--- 記事 ---
万国時事周覧

世界中で起こっている様々な出来事について、政治学および統治学を研究する学者の視点から、寸評を書いています。

日本国の右傾化は防御的

2012年12月09日 15時43分03秒 | 日本政治
 近年、日本国が、尖閣諸島や竹島の領有権をめぐって周辺諸国と火花を散らしていることから、諸外国からは、日本の右傾化を懸念する声が上がっているそうです。右傾化と言いますと、どこかマイナス・イメージで語られることが多いのですが、今日の日本国の右傾化とは、敢えて言うならば、防衛的な右傾化、あるいは、正常化なのではないかと思うのです。
---
■ 練習問題 1 ■
日本の右傾化についての記事の「日本国の右傾化は防御的」から「なのではないかと思うのです。」までの部分（両端を含む）を、「右傾化」を「保守化」に更新したうえで書き直してもらえますか？
記事と記録は、それぞれ別の出典から取られています。
--- データ行 ---
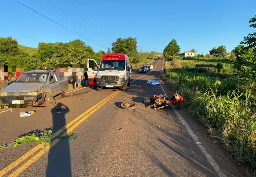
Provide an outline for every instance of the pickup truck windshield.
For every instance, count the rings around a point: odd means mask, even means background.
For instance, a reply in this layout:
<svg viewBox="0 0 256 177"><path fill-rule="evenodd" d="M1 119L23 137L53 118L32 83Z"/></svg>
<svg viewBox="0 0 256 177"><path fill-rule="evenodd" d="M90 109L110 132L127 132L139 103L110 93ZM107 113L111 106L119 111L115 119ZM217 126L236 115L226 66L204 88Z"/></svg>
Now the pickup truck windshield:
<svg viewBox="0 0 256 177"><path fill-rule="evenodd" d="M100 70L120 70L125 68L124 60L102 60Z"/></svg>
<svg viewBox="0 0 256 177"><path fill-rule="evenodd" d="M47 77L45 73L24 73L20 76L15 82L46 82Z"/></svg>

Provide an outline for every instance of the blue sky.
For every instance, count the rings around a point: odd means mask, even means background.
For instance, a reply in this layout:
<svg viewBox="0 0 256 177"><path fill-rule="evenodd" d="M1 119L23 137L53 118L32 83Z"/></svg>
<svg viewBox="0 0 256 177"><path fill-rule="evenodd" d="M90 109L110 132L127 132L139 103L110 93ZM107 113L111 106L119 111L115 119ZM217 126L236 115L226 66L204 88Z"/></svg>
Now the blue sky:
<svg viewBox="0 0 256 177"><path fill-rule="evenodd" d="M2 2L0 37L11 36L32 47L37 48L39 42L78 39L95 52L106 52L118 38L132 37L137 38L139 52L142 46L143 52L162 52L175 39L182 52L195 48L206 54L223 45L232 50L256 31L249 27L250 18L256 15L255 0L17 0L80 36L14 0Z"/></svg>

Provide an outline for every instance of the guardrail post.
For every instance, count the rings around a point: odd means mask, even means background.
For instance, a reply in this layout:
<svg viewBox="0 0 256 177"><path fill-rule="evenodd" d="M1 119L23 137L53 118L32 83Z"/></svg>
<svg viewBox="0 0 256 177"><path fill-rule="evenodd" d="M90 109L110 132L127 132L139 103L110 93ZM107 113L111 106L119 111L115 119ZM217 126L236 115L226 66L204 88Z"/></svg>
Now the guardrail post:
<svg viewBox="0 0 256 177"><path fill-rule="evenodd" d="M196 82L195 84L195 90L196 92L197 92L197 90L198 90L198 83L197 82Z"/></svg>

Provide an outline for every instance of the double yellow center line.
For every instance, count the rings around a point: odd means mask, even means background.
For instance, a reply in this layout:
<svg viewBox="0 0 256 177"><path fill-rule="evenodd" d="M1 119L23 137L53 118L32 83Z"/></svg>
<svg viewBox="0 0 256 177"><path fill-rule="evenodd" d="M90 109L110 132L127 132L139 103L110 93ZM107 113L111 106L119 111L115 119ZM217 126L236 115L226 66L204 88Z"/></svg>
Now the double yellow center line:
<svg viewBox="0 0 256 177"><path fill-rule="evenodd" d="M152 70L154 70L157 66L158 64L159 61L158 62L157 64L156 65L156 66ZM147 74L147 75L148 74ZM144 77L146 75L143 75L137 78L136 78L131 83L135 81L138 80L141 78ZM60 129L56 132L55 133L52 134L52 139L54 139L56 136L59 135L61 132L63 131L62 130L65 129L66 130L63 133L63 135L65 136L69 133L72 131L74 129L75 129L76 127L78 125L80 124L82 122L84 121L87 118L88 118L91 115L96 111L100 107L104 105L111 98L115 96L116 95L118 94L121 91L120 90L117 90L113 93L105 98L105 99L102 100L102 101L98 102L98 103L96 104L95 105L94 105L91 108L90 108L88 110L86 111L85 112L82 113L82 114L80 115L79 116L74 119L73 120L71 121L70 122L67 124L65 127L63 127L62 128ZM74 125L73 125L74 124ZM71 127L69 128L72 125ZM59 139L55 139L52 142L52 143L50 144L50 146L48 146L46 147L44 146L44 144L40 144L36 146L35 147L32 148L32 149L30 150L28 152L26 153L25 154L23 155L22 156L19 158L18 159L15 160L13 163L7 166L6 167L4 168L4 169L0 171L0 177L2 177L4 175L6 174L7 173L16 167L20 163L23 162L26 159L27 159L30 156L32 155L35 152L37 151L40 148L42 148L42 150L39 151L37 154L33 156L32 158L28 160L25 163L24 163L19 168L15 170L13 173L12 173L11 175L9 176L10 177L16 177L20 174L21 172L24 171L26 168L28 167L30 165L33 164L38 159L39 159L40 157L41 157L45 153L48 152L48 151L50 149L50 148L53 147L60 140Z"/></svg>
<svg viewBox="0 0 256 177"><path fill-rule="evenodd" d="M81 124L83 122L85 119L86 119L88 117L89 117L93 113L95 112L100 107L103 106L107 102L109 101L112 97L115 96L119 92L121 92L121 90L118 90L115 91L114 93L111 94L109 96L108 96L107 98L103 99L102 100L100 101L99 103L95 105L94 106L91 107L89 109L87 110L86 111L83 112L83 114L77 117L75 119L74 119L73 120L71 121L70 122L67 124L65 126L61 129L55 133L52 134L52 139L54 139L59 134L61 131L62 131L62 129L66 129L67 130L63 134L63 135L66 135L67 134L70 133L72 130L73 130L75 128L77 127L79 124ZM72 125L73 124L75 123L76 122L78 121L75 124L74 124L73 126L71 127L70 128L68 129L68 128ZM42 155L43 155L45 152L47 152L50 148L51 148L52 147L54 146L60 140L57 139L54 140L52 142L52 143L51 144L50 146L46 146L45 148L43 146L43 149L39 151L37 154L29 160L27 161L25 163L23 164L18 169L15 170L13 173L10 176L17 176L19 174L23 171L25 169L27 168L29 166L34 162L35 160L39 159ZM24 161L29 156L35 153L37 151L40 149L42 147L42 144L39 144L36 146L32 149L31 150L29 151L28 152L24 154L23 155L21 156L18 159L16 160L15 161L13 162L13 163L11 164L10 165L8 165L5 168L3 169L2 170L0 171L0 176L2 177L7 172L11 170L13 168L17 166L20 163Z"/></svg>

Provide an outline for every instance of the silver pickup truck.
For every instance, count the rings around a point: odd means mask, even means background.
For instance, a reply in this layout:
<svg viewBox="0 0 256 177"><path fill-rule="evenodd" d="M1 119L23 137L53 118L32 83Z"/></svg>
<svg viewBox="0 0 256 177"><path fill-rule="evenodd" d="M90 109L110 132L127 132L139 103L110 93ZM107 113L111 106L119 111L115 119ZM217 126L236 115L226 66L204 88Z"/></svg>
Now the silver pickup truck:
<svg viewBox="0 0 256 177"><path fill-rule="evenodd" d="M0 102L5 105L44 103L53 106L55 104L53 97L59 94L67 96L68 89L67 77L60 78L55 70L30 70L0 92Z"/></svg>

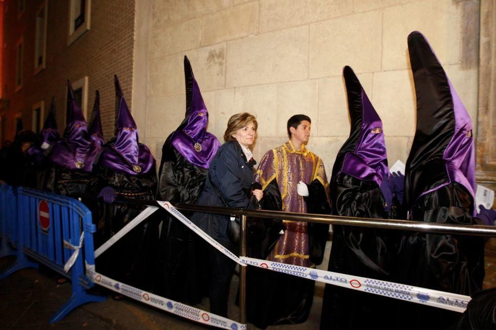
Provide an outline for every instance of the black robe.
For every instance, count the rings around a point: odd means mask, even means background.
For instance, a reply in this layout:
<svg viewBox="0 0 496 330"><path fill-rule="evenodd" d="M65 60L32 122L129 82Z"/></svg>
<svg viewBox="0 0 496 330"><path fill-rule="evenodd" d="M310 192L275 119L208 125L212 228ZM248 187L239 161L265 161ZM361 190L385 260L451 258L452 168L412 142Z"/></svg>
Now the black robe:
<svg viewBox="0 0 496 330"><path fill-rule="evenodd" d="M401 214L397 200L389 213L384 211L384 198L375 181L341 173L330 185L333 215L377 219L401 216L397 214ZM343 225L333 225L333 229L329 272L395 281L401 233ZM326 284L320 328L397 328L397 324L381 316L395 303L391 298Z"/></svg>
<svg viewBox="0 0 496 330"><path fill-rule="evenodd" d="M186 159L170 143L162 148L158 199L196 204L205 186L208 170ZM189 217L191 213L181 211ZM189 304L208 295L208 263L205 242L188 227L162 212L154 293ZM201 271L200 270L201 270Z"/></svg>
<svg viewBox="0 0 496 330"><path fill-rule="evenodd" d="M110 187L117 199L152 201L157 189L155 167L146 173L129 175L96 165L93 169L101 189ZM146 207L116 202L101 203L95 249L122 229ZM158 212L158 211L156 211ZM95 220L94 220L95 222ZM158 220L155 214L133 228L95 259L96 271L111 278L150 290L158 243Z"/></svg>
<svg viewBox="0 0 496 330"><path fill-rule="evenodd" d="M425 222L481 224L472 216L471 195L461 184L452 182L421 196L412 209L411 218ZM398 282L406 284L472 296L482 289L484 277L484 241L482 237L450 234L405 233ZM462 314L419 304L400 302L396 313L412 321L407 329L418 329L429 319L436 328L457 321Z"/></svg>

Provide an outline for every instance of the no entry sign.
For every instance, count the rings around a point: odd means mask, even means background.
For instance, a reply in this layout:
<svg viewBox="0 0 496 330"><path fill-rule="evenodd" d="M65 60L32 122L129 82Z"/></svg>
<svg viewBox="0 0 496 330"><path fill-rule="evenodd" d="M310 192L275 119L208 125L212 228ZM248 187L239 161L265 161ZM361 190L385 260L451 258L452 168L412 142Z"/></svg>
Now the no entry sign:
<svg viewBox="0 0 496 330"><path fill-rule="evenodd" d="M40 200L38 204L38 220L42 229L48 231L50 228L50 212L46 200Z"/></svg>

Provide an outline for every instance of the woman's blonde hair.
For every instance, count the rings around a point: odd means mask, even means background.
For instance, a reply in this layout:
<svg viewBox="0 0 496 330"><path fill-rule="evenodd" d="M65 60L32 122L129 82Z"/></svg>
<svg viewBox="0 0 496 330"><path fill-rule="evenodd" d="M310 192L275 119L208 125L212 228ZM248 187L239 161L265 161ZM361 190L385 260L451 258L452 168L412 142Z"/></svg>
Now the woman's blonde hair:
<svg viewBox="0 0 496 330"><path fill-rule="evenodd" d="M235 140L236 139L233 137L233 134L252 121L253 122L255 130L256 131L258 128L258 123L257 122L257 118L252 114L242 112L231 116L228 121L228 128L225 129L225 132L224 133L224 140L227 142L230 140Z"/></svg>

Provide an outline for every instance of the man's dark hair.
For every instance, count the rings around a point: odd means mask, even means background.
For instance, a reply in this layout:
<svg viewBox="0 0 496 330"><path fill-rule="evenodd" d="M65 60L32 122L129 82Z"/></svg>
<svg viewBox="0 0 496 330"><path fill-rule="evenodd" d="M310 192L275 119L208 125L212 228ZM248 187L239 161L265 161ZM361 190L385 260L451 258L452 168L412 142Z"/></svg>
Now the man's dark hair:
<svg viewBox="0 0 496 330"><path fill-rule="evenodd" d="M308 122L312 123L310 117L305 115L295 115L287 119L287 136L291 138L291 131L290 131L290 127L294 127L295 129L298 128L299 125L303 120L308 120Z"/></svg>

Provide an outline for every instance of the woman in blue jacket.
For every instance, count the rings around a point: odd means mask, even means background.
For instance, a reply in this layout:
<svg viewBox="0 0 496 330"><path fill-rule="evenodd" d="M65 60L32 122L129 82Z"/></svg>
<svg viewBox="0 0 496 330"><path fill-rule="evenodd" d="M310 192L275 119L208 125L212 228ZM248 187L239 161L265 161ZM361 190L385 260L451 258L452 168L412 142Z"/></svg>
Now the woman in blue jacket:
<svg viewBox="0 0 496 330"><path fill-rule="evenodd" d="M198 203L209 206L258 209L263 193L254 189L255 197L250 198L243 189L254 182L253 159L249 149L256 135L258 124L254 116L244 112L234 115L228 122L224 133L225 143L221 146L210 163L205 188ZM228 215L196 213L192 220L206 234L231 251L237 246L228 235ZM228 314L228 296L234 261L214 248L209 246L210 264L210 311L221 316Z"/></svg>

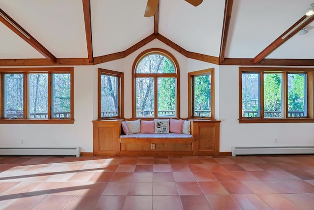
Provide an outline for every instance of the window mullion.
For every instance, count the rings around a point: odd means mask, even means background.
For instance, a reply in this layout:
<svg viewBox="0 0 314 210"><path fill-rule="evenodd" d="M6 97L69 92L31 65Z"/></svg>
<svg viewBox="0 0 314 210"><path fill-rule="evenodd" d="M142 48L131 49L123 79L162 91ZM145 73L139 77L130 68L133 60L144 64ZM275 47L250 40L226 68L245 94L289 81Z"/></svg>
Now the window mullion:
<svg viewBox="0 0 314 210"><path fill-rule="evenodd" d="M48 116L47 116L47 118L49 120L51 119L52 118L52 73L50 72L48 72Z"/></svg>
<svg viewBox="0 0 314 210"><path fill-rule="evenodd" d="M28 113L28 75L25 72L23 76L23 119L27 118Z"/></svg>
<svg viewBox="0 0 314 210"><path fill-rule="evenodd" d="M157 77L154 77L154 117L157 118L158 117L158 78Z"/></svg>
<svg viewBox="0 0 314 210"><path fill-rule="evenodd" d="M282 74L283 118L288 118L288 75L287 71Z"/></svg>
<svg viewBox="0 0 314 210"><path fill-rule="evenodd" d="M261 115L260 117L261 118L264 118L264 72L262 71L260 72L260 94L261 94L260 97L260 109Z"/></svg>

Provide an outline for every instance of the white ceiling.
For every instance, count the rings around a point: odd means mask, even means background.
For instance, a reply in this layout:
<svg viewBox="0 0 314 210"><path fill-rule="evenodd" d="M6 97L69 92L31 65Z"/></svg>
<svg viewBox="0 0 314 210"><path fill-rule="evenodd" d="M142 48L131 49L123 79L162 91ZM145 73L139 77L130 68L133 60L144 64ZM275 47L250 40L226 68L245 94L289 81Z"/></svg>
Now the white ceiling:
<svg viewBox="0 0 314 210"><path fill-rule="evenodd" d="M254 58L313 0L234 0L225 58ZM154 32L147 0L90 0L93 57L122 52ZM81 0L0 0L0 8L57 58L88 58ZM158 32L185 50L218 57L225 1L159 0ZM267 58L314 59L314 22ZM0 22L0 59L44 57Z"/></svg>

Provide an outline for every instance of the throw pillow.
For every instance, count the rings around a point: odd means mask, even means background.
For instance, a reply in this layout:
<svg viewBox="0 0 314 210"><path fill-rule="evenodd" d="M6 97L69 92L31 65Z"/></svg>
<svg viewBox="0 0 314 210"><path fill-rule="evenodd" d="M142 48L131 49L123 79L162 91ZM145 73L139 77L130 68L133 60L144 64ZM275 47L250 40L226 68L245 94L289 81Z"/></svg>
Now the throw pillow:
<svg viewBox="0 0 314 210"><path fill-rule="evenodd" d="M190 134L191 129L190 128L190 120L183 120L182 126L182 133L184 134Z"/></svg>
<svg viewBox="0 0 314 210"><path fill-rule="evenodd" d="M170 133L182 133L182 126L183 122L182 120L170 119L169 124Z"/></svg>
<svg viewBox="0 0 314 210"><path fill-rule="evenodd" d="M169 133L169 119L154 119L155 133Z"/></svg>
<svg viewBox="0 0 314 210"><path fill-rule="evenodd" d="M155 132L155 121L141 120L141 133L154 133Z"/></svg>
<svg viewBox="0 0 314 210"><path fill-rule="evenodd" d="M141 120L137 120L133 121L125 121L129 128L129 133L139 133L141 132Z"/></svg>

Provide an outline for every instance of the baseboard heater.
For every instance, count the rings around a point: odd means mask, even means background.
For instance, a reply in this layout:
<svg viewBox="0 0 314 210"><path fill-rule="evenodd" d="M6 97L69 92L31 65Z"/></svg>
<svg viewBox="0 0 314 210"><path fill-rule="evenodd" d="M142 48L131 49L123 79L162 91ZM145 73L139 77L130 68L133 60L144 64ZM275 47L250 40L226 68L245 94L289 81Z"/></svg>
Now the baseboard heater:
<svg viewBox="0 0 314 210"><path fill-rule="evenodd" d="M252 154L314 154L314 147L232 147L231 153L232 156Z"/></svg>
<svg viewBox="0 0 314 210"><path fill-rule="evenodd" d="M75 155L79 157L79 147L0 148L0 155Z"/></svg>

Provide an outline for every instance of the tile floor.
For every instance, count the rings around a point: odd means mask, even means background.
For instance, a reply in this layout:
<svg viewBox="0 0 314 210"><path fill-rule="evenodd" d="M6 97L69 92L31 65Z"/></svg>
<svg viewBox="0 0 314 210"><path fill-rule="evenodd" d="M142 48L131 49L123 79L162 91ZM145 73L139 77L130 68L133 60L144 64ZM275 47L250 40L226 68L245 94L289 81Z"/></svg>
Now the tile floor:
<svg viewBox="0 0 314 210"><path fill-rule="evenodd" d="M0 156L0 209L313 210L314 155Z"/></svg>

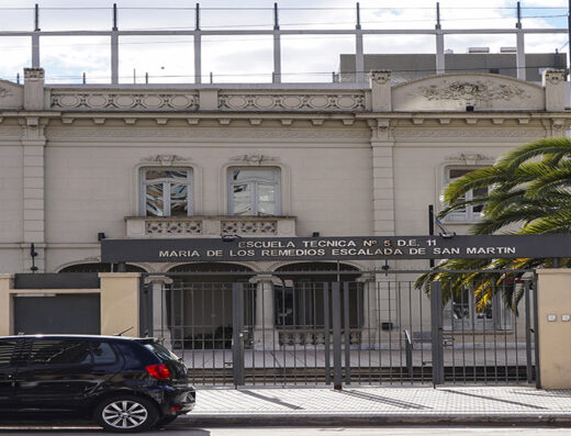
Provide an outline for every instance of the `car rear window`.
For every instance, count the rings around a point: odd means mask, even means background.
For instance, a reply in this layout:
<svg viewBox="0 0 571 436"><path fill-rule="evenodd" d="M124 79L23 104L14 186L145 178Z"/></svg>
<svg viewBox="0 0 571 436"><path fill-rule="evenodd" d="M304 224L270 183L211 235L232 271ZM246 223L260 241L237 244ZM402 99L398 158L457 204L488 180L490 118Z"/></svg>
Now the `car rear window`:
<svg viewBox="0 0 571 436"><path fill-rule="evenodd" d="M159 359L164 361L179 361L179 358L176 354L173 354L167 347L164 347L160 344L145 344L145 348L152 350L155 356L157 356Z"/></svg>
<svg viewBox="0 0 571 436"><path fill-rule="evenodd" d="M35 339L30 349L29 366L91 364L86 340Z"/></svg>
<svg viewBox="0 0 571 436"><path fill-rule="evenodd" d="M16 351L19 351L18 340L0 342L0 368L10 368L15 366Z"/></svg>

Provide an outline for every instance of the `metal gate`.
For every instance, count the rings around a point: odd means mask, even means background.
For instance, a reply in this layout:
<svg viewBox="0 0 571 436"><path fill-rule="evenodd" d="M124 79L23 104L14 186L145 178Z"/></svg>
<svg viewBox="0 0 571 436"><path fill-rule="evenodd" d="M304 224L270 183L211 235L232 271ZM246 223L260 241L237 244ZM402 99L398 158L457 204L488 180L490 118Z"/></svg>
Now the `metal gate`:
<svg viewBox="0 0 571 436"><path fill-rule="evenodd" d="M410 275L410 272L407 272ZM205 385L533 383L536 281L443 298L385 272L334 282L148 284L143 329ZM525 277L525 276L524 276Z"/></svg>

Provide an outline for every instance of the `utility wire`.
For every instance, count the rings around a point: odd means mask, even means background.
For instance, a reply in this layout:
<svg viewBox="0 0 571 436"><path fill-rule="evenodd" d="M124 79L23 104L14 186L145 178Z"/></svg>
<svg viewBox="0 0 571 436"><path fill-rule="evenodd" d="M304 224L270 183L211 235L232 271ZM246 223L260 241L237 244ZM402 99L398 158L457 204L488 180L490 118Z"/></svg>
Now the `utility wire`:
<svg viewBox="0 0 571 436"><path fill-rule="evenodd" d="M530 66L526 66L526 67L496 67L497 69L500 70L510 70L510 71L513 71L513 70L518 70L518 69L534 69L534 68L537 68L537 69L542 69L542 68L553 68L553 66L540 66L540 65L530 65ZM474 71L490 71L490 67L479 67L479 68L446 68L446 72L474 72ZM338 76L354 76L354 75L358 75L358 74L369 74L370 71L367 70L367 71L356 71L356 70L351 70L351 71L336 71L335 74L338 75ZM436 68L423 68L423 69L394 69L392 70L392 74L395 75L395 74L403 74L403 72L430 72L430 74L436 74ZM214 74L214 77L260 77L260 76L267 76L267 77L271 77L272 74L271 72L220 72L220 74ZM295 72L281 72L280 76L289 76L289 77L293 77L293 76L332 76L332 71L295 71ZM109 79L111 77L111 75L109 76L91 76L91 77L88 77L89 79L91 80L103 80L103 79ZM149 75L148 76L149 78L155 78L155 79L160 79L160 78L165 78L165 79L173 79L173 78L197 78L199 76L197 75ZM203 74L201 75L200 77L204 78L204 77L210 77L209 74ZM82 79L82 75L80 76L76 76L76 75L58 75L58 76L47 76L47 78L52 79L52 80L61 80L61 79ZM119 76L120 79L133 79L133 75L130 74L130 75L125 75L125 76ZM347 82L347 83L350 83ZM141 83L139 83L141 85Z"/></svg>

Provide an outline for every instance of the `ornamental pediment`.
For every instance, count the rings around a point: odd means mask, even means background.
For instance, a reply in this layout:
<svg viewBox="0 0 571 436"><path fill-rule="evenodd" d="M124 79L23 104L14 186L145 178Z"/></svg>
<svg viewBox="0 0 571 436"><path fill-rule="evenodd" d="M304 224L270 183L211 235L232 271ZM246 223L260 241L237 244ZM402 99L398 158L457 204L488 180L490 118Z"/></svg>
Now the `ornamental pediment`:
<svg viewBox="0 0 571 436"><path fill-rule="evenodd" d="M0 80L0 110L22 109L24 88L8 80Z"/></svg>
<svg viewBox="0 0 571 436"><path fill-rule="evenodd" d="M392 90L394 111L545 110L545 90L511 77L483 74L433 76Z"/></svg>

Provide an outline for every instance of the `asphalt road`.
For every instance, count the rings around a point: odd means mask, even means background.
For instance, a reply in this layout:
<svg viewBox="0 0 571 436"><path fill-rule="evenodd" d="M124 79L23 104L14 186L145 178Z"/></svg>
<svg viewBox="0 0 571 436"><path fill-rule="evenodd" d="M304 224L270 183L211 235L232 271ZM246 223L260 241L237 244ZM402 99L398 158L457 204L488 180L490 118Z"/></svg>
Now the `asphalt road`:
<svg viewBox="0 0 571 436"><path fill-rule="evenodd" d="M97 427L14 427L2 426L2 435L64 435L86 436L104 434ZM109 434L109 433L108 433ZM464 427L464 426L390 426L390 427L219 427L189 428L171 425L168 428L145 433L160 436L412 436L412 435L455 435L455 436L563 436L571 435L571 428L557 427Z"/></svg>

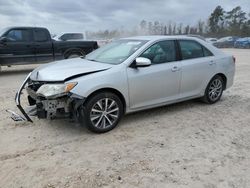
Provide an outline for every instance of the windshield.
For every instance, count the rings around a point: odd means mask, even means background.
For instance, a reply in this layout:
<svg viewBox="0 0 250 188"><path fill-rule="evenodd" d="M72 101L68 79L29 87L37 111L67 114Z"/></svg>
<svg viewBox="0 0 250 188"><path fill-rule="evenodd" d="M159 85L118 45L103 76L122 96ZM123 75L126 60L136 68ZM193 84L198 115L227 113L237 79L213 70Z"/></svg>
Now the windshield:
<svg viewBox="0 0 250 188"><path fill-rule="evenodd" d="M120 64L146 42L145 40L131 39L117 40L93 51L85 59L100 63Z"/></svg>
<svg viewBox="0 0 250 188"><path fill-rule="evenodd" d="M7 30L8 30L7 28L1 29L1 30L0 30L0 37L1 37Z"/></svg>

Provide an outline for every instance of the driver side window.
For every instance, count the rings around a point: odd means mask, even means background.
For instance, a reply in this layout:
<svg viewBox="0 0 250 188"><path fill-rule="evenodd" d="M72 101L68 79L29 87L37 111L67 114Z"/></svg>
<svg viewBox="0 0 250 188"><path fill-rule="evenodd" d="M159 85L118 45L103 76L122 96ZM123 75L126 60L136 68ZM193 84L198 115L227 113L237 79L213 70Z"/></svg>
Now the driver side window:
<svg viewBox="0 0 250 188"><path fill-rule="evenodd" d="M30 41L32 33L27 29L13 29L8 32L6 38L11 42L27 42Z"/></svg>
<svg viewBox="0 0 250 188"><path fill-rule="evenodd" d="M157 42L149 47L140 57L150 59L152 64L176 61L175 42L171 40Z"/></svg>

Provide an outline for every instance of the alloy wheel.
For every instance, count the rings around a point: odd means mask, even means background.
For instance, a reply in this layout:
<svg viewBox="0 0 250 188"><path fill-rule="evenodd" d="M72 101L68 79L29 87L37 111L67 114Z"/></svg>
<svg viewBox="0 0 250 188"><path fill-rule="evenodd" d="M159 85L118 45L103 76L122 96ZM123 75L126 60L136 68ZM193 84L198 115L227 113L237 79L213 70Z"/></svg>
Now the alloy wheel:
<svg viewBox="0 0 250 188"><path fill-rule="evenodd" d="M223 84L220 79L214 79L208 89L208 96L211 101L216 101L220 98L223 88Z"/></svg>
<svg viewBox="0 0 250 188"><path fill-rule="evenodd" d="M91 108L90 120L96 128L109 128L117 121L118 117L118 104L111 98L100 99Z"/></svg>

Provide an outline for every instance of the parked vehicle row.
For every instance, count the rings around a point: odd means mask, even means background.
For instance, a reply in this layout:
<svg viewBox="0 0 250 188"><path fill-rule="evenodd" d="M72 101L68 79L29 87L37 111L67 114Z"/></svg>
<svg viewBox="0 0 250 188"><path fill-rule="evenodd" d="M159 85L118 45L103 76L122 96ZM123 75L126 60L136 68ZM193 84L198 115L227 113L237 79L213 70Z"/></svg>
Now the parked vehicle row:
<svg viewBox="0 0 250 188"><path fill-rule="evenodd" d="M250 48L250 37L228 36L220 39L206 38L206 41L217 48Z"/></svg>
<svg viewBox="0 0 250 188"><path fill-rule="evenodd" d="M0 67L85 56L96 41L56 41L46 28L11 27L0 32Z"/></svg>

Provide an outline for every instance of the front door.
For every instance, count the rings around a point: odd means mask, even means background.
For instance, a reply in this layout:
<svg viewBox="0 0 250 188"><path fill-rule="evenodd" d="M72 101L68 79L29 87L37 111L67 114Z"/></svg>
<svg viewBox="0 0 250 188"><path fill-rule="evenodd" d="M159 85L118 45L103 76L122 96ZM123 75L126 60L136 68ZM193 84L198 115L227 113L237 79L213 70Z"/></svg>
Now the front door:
---
■ 練習問題 2 ■
記録のうち、「Provide an outline for every instance of the baseboard」を含む行から「156L0 209L313 210L314」を含む行まで（両端を含む）を、空行を除いて1行ごとに1つの文字列とするJSONリストの形に整えてもらえますか？

■ 解答例 1 ■
日本国の保守化は防御的

2012年12月09日 15時43分03秒 | 日本政治
 近年、日本国が、尖閣諸島や竹島の領有権をめぐって周辺諸国と火花を散らしていることから、諸外国からは、日本の保守化を懸念する声が上がっているそうです。保守化と言いますと、どこかマイナス・イメージで語られることが多いのですが、今日の日本国の保守化とは、敢えて言うならば、防衛的な保守化、あるいは、正常化なのではないかと思うのです。

■ 解答例 2 ■
[
  "Provide an outline for every instance of the baseboard heater.",
  "For every instance, count the rings around a point: odd means mask, even means background.",
  "For instance, a reply in this layout:",
  "<svg viewBox=\"0 0 314 210\"><path fill-rule=\"evenodd\" d=\"M6 97L69 92L31 65Z\"/></svg>",
  "<svg viewBox=\"0 0 314 210\"><path fill-rule=\"evenodd\" d=\"M142 48L131 49L123 79L162 91ZM145 73L139 77L130 68L133 60L144 64ZM275 47L250 40L226 68L245 94L289 81Z\"/></svg>",
  "Now the baseboard heater:",
  "<svg viewBox=\"0 0 314 210\"><path fill-rule=\"evenodd\" d=\"M252 154L314 154L314 147L232 147L231 153L232 156Z\"/></svg>",
  "<svg viewBox=\"0 0 314 210\"><path fill-rule=\"evenodd\" d=\"M75 155L79 157L79 147L0 148L0 155Z\"/></svg>",
  "Provide an outline for every instance of the tile floor.",
  "For every instance, count the rings around a point: odd means mask, even means background.",
  "For instance, a reply in this layout:",
  "<svg viewBox=\"0 0 314 210\"><path fill-rule=\"evenodd\" d=\"M6 97L69 92L31 65Z\"/></svg>",
  "<svg viewBox=\"0 0 314 210\"><path fill-rule=\"evenodd\" d=\"M142 48L131 49L123 79L162 91ZM145 73L139 77L130 68L133 60L144 64ZM275 47L250 40L226 68L245 94L289 81Z\"/></svg>",
  "Now the tile floor:",
  "<svg viewBox=\"0 0 314 210\"><path fill-rule=\"evenodd\" d=\"M0 156L0 209L313 210L314 155Z\"/></svg>"
]